_Record extracts:_
-- begin --

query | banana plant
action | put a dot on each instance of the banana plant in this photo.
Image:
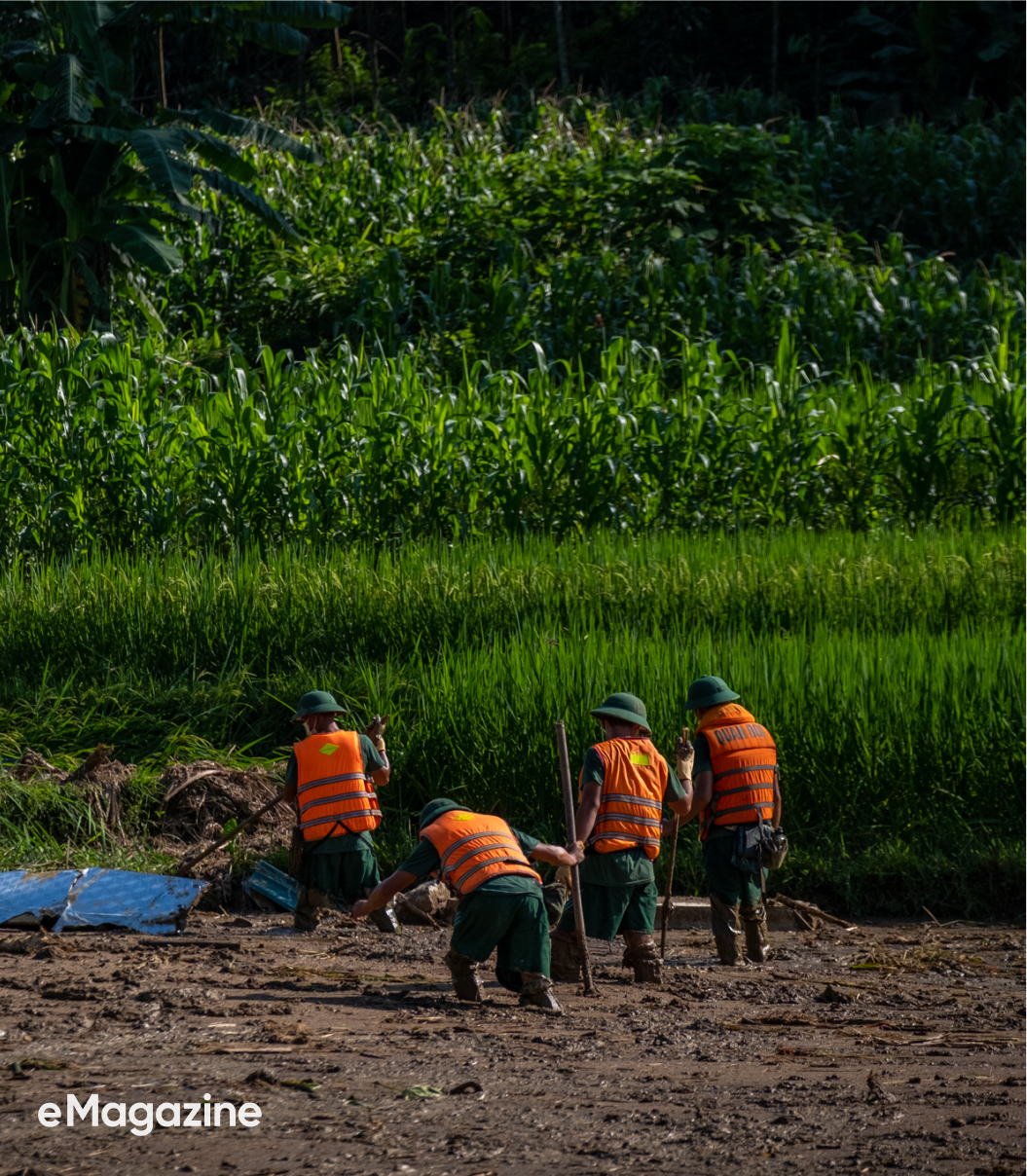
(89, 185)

-- end --
-- begin --

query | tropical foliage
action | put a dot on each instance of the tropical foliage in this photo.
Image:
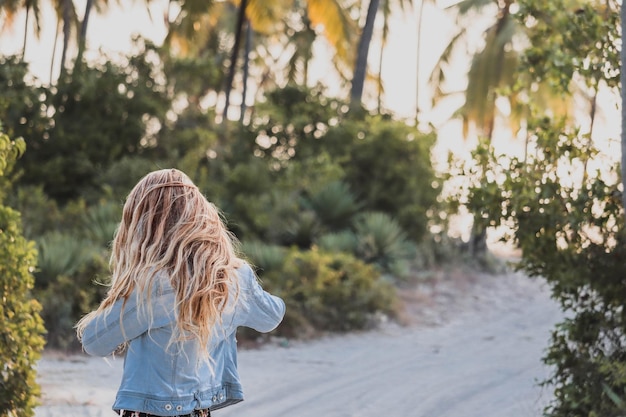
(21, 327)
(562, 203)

-- end --

_Exercise aim:_ Find every line in the material above that contains the word "photo", and copy each of those lines in full.

_Answer for this exercise:_
action | put a dot on each instance of the banana plant in this photo.
action | put a dot on each instance of the tropical foliage in this photo.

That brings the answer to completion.